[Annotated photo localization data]

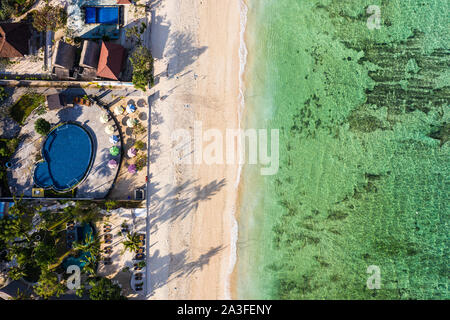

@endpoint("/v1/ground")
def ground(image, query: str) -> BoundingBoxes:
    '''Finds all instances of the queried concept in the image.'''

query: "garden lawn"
[10,93,45,125]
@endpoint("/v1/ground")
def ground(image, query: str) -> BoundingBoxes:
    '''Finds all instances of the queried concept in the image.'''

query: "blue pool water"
[85,7,119,24]
[0,202,15,219]
[63,224,95,270]
[34,123,93,191]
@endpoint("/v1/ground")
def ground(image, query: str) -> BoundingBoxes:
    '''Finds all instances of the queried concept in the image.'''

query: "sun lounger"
[135,272,143,279]
[133,263,143,271]
[135,253,145,260]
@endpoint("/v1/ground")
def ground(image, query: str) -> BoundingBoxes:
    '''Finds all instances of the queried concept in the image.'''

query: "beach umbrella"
[114,105,125,115]
[105,125,115,135]
[127,147,137,158]
[126,104,136,114]
[109,146,120,156]
[108,159,118,169]
[109,135,119,144]
[100,112,109,124]
[126,118,138,128]
[128,164,137,174]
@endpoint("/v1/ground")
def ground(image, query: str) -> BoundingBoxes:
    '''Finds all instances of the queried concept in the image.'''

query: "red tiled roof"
[96,42,126,80]
[0,23,31,58]
[117,0,132,4]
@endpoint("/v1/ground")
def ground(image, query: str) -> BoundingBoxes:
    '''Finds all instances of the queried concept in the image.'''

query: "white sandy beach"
[147,0,241,299]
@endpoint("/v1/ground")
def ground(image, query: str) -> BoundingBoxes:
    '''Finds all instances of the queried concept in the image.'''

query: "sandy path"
[146,0,240,299]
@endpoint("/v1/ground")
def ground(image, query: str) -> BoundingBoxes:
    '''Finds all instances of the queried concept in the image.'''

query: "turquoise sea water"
[237,0,449,299]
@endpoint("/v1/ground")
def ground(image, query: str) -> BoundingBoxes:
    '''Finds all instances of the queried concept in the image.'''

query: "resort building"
[80,40,101,69]
[79,40,101,79]
[0,23,31,58]
[52,41,77,79]
[96,41,126,80]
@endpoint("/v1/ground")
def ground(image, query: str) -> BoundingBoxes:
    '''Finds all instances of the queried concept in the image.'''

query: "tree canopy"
[129,46,154,91]
[32,4,67,32]
[34,118,51,136]
[88,277,125,300]
[34,270,66,299]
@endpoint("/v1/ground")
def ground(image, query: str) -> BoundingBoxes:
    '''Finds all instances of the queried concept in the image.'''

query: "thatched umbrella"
[108,159,118,169]
[127,147,137,158]
[128,164,137,174]
[105,125,115,135]
[109,135,119,144]
[126,118,138,128]
[126,104,136,114]
[100,112,109,123]
[109,146,120,156]
[114,105,125,115]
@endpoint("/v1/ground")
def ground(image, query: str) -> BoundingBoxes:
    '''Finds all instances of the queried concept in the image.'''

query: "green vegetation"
[72,233,100,258]
[133,122,146,136]
[34,270,66,299]
[1,198,129,300]
[97,200,143,210]
[122,232,141,254]
[0,0,36,20]
[129,46,154,91]
[0,87,7,102]
[88,277,125,300]
[63,201,101,224]
[0,137,19,196]
[134,140,145,150]
[9,93,45,125]
[135,153,147,171]
[32,4,67,32]
[125,23,147,45]
[0,198,34,242]
[104,200,118,212]
[34,118,51,135]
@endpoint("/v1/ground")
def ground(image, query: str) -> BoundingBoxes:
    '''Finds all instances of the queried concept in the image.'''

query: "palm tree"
[122,233,141,254]
[72,233,100,257]
[80,254,97,276]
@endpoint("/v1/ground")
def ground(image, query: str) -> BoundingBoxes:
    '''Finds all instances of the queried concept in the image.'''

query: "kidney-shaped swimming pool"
[34,123,94,191]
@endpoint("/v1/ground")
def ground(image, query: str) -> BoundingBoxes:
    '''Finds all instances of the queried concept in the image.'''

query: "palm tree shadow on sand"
[149,178,226,225]
[147,245,225,295]
[166,31,207,79]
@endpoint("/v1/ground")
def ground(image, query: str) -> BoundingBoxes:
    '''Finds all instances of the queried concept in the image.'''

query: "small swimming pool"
[34,123,93,191]
[63,224,95,270]
[85,6,119,24]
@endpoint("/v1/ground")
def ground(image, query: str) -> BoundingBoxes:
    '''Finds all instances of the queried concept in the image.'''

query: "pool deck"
[7,102,121,198]
[67,0,123,39]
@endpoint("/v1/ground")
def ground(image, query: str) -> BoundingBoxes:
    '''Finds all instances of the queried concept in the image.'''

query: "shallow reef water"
[237,0,449,299]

> **Problem to work on**
Exactly retype each record above, dropping images.

> **Task response**
@endpoint("/v1/ground")
def ground(image, query: str) -> BoundingBoxes:
    '''Finds all instances of the queried concept in the image.'''

query: "garden lawn"
[10,93,45,125]
@endpoint("/v1/ground")
def ground(image, query: str) -> BoundingBoxes:
    '''Finds all instances of the queried concept in the image.'''

query: "blue pool water"
[85,7,119,24]
[0,202,15,219]
[63,224,95,270]
[34,123,93,191]
@endpoint("/v1/ground")
def ground(image, query: str) -> BoundingBoxes:
    '''Finds all instances of the queried concept in the image.'''

query: "sun lounger"
[135,272,143,279]
[133,263,143,271]
[135,253,145,260]
@endpoint("/v1/ground")
def ground(image, query: str) -> BoundingBoxes:
    '''Finds all instances of the queried concept in the image.'''

query: "beach umbrella"
[114,105,125,115]
[105,125,115,135]
[127,147,137,158]
[126,104,136,114]
[109,146,120,156]
[108,159,118,169]
[109,135,119,144]
[100,112,109,124]
[126,118,138,128]
[128,164,137,174]
@endpoint("/v1/ground")
def ground(image, query: str) -> BoundingBoxes:
    '''Finds all instances of the queried concept in the image.'''

query: "red tiled roof"
[96,42,126,80]
[0,23,31,58]
[117,0,132,4]
@endpoint("/v1/ground")
def ground(image, query: str) -> BoundingBoxes:
    '''Finds all instances of the queried concept in the image.'''

query: "white sandy beach"
[147,0,241,299]
@endpoint("/v1/ground")
def ground(image, query: str) -> BoundingBoxes:
    '''Finds all instances of the queried concept in the image.'''

query: "sandy path"
[146,0,240,299]
@endpoint("/v1/ground")
def ground(image, query: str) -> BoundingBoxes:
    '''Finds all instances of the queried concept in the image.'''

query: "turquoise sea water"
[237,0,449,299]
@endpoint("/v1/ground")
def ground(image, query: str) -> BoundingBoxes:
    '''Finds all instances of the queried concept in the image.'''

query: "resort building"
[80,40,101,69]
[79,40,101,79]
[0,23,31,58]
[52,41,77,79]
[96,41,126,80]
@endpoint("/v1/ground")
def ground(image, query: str) -> BoundingBoxes:
    '''Finds all instances of the queried concept in the image.'''

query: "tree canopy"
[129,46,154,91]
[32,4,67,32]
[34,118,51,136]
[88,277,125,300]
[34,270,66,299]
@endpoint("/v1/ground")
def ground(image, query: str) -> BoundingBoxes:
    '''Finds all instances of the queried concept in the image.'''

query: "thatched umbrella"
[108,159,118,169]
[127,147,137,158]
[128,164,137,174]
[105,125,115,135]
[109,135,119,144]
[126,118,138,128]
[126,104,136,114]
[100,112,109,123]
[109,146,120,156]
[114,105,125,115]
@endpoint("/v1/ground")
def ground(image, query: str) -> BoundingBoxes:
    '''Finds all instances of the queried concept in the image.'''

query: "green vegetation"
[72,233,100,258]
[133,122,146,136]
[34,270,66,299]
[1,198,129,300]
[97,200,143,210]
[122,232,141,254]
[0,0,36,20]
[129,46,154,91]
[0,87,7,102]
[88,277,125,300]
[63,201,101,224]
[0,137,19,196]
[134,140,145,150]
[9,93,45,125]
[135,153,147,171]
[32,4,67,32]
[125,23,147,45]
[0,198,34,242]
[104,200,118,212]
[34,118,51,135]
@endpoint("/v1/ground")
def ground(image, query: str) -> BoundingBoxes:
    '''Finds all instances of the queried concept in the image.'''

query: "palm tree"
[122,233,141,254]
[72,233,100,257]
[80,254,97,276]
@endpoint("/v1/ground")
def ground(image, query: str) -> BoundingBoxes:
    '''Finds all instances of the queried concept in the image.'''

query: "kidney-shaped swimming pool"
[34,123,94,191]
@endpoint("/v1/ground")
def ground(image, query: str) -> BoundingBoxes:
    '''Finds all instances of the queried concept in the image.'''

query: "palm tree shadow on sand"
[149,178,226,225]
[147,245,225,295]
[166,31,207,79]
@endpoint("/v1/ground")
def ground(image, query: str) -> BoundingBoxes:
    '''Finds all instances of the queried concept in the image.'''

query: "small swimming pool"
[34,123,93,191]
[63,224,95,270]
[85,6,119,24]
@endpoint("/v1/ground")
def ground(image, query: str) -> BoundingBoxes:
    '''Finds all instances of the queried concept in the image.'''

query: "pool deck"
[7,102,121,198]
[67,0,123,39]
@endpoint("/v1/ground")
def ground(image, query: str) -> BoundingBoxes:
    '''Finds all instances of the queried concept in the image.'''

query: "shallow reef water"
[237,0,449,299]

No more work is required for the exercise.